──────── RECORDS SUPPLIED

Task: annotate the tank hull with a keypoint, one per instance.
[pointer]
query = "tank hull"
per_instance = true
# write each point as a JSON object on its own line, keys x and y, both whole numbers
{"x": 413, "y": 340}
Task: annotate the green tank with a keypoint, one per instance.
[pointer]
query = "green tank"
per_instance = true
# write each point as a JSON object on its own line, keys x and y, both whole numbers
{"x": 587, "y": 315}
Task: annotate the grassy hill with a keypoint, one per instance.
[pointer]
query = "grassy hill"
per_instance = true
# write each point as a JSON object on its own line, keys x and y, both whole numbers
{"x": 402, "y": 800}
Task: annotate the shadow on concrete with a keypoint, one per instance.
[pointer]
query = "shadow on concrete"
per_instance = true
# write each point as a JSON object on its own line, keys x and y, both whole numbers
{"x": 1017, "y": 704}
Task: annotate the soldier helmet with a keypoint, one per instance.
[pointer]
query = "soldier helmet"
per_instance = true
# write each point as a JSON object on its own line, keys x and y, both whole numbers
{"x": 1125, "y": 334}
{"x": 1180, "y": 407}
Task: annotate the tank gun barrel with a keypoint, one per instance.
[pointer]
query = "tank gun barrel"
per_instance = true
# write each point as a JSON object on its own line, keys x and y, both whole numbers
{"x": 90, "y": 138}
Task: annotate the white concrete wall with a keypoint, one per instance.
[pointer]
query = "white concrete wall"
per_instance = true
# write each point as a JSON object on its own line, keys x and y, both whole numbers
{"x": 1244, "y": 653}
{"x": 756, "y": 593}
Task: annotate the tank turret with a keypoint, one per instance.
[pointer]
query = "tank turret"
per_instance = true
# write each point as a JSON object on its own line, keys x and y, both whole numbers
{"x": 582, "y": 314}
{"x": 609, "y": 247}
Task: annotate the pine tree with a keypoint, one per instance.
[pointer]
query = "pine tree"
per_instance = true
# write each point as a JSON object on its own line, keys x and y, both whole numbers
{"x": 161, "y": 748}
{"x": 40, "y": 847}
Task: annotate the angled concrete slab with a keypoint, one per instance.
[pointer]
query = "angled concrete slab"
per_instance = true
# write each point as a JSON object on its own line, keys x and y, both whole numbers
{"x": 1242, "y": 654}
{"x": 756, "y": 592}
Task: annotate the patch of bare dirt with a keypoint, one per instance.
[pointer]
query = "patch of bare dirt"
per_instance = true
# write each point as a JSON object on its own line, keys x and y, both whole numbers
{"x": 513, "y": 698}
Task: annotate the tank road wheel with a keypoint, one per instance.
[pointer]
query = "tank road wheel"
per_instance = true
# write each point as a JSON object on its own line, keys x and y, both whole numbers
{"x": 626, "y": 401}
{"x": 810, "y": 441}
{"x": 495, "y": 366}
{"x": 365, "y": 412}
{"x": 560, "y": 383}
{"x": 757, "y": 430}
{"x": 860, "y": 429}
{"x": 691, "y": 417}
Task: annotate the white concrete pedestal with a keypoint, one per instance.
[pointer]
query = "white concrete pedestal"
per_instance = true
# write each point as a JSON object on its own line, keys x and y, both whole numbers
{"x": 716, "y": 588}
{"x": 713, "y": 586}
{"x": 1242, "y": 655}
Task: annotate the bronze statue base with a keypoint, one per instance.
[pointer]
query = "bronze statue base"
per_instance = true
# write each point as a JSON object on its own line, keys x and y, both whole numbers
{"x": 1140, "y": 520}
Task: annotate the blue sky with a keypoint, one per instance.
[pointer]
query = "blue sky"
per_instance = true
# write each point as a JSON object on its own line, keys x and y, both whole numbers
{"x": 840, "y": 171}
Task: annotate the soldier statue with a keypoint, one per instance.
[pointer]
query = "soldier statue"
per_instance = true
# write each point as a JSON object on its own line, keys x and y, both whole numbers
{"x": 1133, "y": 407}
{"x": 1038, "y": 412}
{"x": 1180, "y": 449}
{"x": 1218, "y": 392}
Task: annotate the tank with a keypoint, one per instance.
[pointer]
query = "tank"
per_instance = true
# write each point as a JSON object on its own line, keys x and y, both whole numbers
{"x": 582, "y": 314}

────────────────

TASK TO COMPLETE: Report how many lines of the data contain the word "bare", using the number alone.

RESPONSE BELOW: 2